• Dataset excerpts:
──────────────────────────────

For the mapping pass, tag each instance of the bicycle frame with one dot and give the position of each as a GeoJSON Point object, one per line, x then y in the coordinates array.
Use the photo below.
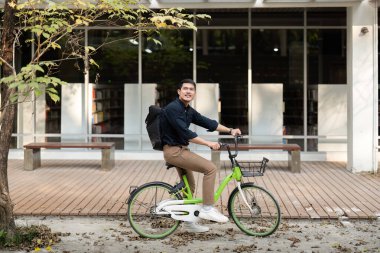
{"type": "Point", "coordinates": [234, 175]}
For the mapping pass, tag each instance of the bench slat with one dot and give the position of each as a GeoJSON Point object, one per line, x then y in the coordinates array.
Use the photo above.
{"type": "Point", "coordinates": [69, 145]}
{"type": "Point", "coordinates": [288, 147]}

──────────────────────────────

Convert the records above into a Markdown table with the columns "Row" and "Line". Number each nonblank line in order, skip blank lines, and omit the pictures.

• Answer below:
| Row | Line |
|---|---|
| 1 | For the mapping pass, tag each instance of the bicycle frame with one dot and give the position of each as a GeoJSON Point object, one per line, x then y in the coordinates array. |
| 2 | Use the photo below. |
| 3 | {"type": "Point", "coordinates": [234, 175]} |
| 4 | For the mapping pass, tag each instance of the bench slat with one dot and give the position of each as a GeoJSON Point object, one per line, x then y in the coordinates array. |
| 5 | Use the photo above. |
| 6 | {"type": "Point", "coordinates": [69, 145]} |
| 7 | {"type": "Point", "coordinates": [288, 147]} |